» **Data for processing**:

+ + + +

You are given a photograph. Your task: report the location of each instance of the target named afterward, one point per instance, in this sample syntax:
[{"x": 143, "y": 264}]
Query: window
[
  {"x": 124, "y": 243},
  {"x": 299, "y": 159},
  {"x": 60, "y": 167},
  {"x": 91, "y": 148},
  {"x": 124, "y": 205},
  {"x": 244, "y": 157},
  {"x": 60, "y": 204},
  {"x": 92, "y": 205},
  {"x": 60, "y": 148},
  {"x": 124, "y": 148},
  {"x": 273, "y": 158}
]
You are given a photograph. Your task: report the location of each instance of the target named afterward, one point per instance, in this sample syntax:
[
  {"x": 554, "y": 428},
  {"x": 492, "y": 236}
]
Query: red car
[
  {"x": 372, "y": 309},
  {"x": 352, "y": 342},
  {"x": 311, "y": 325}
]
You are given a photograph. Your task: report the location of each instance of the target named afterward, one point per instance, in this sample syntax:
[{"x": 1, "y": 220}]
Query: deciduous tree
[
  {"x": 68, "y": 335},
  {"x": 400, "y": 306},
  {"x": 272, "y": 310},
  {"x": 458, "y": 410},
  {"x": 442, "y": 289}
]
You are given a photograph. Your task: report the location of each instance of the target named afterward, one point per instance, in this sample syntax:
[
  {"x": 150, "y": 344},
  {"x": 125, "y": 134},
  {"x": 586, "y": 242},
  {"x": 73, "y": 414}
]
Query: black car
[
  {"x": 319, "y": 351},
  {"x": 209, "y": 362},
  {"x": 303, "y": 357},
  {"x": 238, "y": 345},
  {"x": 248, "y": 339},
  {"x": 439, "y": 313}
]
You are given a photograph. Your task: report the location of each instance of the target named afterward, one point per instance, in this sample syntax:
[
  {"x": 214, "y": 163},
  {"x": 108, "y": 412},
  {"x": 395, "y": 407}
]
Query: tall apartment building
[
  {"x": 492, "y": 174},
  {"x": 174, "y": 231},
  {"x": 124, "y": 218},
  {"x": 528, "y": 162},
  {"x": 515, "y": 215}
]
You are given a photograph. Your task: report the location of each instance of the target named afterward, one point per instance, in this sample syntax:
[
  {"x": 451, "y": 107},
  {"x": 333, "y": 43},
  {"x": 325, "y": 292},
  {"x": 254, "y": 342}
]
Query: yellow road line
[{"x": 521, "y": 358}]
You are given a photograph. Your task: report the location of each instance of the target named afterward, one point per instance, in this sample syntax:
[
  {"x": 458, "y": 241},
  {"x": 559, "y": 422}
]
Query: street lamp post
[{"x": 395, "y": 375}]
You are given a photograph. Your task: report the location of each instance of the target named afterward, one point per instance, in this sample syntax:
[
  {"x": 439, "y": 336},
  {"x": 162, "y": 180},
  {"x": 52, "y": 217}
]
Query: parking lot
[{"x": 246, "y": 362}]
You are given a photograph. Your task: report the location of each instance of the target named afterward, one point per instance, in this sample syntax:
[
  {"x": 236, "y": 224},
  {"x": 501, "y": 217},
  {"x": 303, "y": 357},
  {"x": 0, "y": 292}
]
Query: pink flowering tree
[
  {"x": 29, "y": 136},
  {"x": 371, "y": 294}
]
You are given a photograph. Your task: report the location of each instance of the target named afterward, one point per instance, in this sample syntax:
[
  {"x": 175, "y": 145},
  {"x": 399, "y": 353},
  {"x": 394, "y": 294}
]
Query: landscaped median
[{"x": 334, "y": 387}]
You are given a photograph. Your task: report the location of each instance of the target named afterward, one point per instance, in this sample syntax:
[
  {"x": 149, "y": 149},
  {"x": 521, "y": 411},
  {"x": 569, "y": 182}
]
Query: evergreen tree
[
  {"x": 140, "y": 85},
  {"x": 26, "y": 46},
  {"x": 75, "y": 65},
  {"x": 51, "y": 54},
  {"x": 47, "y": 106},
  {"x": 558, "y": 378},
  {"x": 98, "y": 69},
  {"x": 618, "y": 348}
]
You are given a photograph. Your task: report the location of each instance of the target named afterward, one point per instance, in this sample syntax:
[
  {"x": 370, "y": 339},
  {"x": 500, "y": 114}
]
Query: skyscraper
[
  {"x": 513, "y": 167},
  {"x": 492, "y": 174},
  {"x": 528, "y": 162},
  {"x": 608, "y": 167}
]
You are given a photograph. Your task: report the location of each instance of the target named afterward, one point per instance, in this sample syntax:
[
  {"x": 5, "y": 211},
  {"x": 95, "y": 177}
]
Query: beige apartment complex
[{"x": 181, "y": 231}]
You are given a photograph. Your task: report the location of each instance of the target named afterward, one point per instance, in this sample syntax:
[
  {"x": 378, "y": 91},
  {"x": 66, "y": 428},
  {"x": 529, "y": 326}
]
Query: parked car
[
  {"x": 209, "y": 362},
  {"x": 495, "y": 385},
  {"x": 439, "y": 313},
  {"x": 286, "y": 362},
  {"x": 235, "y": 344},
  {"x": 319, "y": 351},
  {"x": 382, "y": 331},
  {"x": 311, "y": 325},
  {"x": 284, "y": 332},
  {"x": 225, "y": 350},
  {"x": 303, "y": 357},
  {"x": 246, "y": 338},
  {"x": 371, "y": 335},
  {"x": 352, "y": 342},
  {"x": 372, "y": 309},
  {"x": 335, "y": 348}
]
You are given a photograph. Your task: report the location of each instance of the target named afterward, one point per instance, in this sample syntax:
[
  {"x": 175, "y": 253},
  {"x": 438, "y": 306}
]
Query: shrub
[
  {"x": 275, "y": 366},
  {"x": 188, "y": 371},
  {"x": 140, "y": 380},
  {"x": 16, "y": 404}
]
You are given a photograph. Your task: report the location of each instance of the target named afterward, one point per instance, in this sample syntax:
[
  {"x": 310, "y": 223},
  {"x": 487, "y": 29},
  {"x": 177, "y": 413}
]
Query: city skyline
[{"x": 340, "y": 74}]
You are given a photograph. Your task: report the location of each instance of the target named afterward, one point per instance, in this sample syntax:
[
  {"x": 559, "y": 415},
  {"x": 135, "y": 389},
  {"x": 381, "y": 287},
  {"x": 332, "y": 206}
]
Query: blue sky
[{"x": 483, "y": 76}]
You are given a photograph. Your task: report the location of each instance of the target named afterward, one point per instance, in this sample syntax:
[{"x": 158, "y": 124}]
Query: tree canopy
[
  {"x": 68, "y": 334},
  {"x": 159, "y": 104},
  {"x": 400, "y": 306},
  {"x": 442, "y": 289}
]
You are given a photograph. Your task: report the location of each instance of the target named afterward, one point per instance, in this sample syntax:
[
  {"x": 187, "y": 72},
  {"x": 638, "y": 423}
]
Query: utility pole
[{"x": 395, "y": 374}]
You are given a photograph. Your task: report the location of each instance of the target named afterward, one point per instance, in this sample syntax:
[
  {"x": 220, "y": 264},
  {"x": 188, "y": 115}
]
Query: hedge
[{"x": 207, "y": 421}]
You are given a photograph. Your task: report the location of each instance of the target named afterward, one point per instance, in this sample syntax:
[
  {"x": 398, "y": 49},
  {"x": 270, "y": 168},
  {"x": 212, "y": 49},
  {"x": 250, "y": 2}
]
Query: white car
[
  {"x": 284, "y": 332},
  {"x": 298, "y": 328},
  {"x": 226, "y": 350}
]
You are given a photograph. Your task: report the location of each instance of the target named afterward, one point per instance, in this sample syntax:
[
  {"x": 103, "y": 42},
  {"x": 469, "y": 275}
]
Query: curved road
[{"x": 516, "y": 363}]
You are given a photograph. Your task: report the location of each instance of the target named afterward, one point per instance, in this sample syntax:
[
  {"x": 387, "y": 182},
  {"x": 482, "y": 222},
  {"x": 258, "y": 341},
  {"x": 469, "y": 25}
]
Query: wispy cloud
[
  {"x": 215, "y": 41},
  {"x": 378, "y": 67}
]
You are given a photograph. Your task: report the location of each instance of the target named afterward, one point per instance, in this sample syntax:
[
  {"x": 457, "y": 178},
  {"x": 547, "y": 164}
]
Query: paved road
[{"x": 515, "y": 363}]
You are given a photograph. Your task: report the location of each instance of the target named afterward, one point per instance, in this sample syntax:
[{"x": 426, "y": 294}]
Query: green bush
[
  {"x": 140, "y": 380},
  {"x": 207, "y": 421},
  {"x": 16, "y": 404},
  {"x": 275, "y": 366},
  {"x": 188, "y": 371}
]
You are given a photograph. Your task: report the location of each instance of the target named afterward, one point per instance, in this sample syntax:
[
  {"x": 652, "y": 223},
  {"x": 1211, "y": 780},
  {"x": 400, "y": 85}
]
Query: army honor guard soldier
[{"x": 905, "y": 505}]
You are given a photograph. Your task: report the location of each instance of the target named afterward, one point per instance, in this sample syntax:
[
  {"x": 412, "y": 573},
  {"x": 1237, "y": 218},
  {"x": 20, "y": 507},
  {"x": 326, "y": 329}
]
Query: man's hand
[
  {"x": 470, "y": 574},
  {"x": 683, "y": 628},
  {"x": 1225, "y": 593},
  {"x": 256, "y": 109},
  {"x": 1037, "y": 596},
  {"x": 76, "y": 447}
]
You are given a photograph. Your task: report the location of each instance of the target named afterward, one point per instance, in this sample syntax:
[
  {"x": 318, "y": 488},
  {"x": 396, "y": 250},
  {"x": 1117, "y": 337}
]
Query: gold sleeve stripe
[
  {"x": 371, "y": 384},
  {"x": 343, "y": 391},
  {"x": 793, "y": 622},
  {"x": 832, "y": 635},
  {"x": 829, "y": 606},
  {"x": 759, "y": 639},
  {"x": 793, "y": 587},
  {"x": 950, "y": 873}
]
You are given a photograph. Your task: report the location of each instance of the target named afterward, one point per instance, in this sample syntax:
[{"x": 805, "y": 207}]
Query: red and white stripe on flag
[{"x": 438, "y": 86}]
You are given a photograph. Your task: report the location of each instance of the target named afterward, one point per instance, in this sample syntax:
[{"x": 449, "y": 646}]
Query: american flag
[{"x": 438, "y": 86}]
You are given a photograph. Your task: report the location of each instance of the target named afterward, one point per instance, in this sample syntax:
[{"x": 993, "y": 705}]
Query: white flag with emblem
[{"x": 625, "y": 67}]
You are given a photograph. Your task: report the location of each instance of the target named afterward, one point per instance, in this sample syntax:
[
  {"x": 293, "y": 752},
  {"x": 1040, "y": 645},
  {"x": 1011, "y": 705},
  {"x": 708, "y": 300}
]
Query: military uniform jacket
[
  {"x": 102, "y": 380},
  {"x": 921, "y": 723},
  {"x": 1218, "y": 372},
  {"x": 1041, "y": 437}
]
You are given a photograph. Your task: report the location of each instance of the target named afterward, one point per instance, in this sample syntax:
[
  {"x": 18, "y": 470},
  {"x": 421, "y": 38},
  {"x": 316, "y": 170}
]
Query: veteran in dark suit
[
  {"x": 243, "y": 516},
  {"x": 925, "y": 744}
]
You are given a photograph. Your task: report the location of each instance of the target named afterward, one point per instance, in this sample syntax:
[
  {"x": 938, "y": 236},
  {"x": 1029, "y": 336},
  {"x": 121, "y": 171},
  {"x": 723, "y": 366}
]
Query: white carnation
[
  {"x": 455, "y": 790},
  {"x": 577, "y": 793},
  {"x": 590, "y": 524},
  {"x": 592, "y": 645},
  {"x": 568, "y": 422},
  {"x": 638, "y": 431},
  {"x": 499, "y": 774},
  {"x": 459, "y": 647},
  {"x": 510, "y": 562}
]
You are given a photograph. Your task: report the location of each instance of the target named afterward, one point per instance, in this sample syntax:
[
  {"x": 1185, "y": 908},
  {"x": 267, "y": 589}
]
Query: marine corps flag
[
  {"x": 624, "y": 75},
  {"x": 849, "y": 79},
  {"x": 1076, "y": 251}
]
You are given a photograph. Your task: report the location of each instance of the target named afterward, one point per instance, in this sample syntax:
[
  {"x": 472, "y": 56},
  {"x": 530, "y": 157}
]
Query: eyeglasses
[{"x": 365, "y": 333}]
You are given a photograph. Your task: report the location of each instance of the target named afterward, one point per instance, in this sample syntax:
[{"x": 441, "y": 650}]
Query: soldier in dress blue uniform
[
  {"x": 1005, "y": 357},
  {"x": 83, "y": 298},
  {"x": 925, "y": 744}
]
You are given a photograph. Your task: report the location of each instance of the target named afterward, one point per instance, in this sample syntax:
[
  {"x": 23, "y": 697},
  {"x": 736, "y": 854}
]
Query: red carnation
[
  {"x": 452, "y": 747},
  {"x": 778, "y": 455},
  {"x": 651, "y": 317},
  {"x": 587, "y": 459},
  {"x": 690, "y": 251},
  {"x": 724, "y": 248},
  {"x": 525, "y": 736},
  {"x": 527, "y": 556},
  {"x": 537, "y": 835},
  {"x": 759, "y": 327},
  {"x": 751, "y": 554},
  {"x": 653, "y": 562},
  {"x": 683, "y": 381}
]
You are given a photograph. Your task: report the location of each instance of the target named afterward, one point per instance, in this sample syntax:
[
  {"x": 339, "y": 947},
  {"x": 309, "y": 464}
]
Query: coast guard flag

+ + + +

» **Prompt**: Pull out each line of the records that includes the word "flag".

» **Answer**:
Query: red and white stripe on flag
Query: american flag
Query: white flag with emblem
Query: marine corps flag
Query: coast guard flag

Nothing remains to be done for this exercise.